### Task description:
Could you express the section below that opens with the line containing "Put a pin on every instance of the blue plastic crate" and closes with the line containing "x=289 y=163", both ends included, as a JSON list of strings with one string per line and blank lines skipped?

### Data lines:
>> start
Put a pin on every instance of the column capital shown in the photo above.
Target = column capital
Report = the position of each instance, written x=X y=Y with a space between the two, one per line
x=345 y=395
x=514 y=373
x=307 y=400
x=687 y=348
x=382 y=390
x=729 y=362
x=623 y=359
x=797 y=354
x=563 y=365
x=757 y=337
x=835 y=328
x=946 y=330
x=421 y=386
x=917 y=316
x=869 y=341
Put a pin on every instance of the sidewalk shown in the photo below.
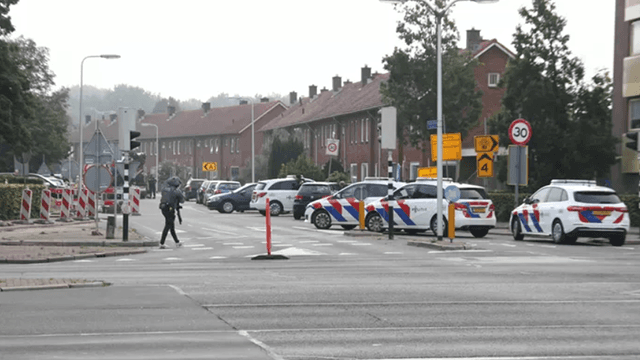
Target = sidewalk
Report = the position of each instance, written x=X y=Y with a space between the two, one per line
x=61 y=241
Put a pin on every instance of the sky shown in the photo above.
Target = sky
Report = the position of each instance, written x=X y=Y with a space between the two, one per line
x=196 y=49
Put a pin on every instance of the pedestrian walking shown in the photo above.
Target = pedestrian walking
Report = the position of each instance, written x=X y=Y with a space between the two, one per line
x=170 y=202
x=152 y=187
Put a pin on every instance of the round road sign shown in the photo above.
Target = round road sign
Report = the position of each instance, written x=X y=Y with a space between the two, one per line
x=520 y=132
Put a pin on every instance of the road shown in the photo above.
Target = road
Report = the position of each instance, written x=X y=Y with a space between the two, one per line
x=336 y=297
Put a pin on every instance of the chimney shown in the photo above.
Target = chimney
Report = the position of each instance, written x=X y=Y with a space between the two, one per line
x=473 y=39
x=337 y=83
x=365 y=75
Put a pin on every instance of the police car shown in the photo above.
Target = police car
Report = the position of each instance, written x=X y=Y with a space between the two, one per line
x=342 y=208
x=416 y=209
x=280 y=192
x=568 y=209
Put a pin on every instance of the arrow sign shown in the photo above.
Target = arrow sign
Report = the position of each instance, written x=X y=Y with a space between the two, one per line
x=484 y=163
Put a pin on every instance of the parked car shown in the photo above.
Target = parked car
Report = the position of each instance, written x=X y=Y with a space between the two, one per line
x=281 y=193
x=220 y=187
x=567 y=209
x=236 y=200
x=342 y=208
x=417 y=205
x=191 y=188
x=309 y=192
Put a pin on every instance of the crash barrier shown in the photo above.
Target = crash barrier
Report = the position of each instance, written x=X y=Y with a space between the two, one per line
x=268 y=217
x=45 y=204
x=25 y=208
x=65 y=209
x=135 y=200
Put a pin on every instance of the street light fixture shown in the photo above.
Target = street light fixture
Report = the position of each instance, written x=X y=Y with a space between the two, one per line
x=104 y=56
x=439 y=15
x=156 y=148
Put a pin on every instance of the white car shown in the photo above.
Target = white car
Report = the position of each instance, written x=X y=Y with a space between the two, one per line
x=280 y=192
x=342 y=208
x=416 y=209
x=568 y=209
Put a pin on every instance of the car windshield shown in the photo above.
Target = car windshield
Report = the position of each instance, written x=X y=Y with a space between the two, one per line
x=314 y=189
x=473 y=193
x=596 y=197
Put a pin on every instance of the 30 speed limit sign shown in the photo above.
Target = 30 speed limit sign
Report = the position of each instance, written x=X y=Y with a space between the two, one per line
x=520 y=132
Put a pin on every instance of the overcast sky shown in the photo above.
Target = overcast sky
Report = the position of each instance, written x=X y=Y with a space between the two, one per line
x=201 y=48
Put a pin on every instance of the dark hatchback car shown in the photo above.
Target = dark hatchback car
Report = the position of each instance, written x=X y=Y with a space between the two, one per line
x=236 y=200
x=309 y=192
x=191 y=188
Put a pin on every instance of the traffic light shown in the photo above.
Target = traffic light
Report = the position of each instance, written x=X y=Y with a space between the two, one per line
x=632 y=140
x=133 y=144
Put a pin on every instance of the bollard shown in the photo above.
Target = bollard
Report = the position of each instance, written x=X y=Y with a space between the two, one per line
x=25 y=208
x=111 y=227
x=45 y=205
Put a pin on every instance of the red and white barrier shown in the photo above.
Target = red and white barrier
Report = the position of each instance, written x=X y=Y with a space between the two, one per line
x=65 y=209
x=45 y=204
x=135 y=201
x=25 y=208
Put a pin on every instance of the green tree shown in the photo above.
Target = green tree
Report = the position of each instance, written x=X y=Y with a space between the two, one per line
x=571 y=120
x=302 y=166
x=412 y=85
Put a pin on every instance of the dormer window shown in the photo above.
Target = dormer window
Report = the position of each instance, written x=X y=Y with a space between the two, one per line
x=494 y=79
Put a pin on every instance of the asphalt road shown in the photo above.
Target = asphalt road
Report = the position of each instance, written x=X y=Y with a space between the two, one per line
x=337 y=297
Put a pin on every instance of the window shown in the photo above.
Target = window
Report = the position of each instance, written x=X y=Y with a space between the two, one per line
x=634 y=114
x=634 y=47
x=494 y=79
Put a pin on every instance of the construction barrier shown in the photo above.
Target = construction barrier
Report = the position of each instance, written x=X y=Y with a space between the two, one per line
x=25 y=209
x=45 y=204
x=135 y=201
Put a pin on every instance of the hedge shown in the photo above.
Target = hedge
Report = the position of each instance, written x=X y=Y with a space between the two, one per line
x=504 y=204
x=11 y=199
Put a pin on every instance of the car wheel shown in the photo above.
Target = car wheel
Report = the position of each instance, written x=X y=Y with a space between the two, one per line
x=557 y=232
x=516 y=230
x=322 y=220
x=434 y=226
x=479 y=233
x=374 y=222
x=227 y=207
x=275 y=208
x=617 y=240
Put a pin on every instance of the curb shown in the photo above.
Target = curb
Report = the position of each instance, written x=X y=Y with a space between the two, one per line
x=75 y=257
x=55 y=286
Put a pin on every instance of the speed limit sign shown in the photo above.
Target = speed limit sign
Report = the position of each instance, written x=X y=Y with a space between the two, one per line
x=520 y=132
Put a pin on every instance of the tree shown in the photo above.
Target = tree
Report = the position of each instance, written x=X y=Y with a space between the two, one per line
x=571 y=120
x=412 y=85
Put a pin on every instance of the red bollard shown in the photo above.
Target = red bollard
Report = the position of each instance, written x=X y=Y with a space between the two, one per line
x=268 y=215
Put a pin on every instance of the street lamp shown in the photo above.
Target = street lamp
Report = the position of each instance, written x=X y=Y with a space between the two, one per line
x=156 y=152
x=104 y=56
x=439 y=15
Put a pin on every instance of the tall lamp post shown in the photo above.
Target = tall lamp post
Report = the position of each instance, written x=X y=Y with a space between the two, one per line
x=439 y=15
x=156 y=148
x=104 y=56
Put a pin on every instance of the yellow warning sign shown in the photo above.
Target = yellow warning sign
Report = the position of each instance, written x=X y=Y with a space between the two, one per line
x=209 y=166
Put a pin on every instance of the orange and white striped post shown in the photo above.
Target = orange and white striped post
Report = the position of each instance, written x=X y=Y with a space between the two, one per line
x=268 y=217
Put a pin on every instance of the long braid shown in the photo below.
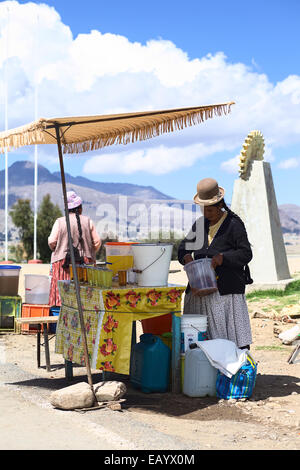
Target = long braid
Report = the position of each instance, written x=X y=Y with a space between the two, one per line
x=77 y=214
x=78 y=224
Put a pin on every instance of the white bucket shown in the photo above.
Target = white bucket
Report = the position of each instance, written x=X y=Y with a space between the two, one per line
x=200 y=376
x=153 y=261
x=193 y=328
x=200 y=274
x=37 y=289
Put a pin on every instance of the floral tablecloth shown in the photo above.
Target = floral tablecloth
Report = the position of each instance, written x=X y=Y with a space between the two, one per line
x=108 y=316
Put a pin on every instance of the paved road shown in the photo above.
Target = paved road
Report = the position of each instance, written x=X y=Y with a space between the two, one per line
x=28 y=421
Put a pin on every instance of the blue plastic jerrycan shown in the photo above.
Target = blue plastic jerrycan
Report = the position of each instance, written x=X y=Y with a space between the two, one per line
x=150 y=364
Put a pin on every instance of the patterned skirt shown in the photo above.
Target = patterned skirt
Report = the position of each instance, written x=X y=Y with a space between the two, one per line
x=59 y=273
x=227 y=316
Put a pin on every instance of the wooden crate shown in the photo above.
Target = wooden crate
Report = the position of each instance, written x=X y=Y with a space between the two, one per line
x=31 y=310
x=10 y=308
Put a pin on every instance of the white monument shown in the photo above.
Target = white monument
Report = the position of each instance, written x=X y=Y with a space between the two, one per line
x=254 y=200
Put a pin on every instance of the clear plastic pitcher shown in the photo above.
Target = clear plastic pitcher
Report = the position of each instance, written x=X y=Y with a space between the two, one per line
x=200 y=274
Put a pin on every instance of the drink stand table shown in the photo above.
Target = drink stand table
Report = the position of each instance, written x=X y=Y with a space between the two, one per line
x=109 y=316
x=40 y=321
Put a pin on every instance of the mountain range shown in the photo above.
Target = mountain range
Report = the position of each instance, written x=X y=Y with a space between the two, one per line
x=99 y=197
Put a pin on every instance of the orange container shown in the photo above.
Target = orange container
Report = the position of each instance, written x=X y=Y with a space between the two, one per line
x=158 y=325
x=31 y=310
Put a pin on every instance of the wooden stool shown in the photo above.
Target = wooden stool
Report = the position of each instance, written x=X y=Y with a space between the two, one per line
x=41 y=321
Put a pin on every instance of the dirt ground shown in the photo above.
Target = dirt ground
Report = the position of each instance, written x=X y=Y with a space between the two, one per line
x=269 y=420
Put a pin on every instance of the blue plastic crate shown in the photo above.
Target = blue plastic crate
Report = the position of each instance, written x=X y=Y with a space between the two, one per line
x=150 y=364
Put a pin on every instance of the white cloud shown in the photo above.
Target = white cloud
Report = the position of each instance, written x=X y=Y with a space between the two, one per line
x=156 y=160
x=231 y=165
x=99 y=73
x=289 y=163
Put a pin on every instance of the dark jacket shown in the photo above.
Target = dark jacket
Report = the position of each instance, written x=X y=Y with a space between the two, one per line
x=231 y=240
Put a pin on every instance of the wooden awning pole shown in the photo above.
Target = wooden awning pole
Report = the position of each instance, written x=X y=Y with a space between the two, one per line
x=70 y=241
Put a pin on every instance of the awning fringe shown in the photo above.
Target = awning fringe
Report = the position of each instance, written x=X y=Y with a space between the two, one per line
x=122 y=130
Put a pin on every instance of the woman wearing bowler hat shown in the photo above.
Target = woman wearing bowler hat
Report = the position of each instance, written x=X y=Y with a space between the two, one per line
x=221 y=236
x=84 y=237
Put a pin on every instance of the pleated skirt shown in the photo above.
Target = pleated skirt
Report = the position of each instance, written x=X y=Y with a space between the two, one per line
x=227 y=316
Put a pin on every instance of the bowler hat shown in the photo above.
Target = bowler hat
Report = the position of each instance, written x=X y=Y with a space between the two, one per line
x=208 y=192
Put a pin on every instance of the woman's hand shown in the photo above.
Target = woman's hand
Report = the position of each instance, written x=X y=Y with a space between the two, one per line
x=188 y=258
x=203 y=292
x=217 y=260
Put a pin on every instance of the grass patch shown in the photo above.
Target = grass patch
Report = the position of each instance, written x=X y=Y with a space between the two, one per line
x=291 y=289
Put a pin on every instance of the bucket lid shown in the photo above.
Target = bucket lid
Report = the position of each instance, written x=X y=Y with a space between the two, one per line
x=196 y=261
x=154 y=244
x=119 y=243
x=9 y=266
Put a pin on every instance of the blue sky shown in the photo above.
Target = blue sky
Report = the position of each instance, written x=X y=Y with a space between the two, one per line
x=97 y=57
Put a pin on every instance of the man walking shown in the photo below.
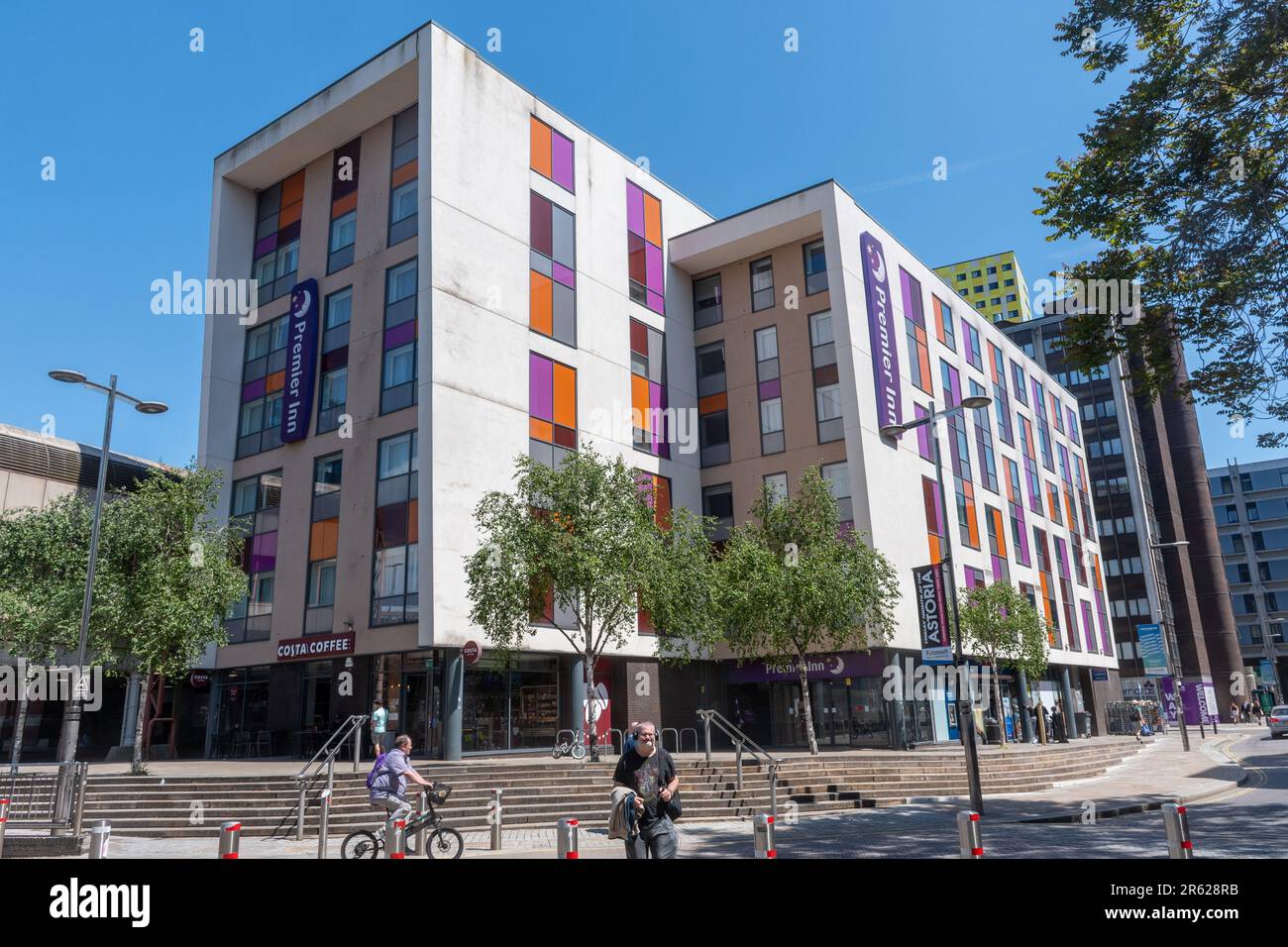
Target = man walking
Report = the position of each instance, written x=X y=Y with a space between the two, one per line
x=378 y=720
x=649 y=772
x=389 y=784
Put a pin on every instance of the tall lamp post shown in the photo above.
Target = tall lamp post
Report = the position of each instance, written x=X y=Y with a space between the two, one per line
x=965 y=705
x=71 y=719
x=1173 y=652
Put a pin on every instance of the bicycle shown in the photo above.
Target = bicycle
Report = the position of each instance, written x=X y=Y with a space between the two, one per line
x=441 y=841
x=576 y=748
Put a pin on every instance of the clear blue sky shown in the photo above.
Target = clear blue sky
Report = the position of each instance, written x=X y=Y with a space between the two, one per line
x=706 y=90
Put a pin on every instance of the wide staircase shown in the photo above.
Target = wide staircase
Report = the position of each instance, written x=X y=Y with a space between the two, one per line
x=539 y=792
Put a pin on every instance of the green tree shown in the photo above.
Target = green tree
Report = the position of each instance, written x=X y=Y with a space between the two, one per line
x=166 y=573
x=999 y=625
x=1184 y=178
x=583 y=543
x=790 y=583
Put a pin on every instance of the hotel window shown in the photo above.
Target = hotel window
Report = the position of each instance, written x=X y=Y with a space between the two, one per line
x=398 y=372
x=402 y=178
x=769 y=392
x=648 y=390
x=707 y=309
x=644 y=249
x=761 y=283
x=552 y=154
x=552 y=410
x=914 y=326
x=323 y=536
x=777 y=484
x=837 y=478
x=827 y=388
x=984 y=441
x=263 y=380
x=257 y=501
x=973 y=351
x=717 y=501
x=394 y=582
x=277 y=237
x=344 y=206
x=334 y=381
x=815 y=268
x=943 y=322
x=552 y=274
x=712 y=405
>> end
### Task result:
[
  "Put a pin on every instance of the blue plastic crate shown in the photo above.",
  "Target = blue plastic crate",
  "Report = the position of each instance, written x=X y=Y with a space between the two, one per line",
  "x=150 y=364",
  "Put a pin on every instance of the white cloud shown in the photo above.",
  "Target = white cloud",
  "Report = the position of each instance, written x=X y=Y with a space between the two, one per line",
  "x=156 y=160",
  "x=231 y=165",
  "x=99 y=73",
  "x=289 y=163"
]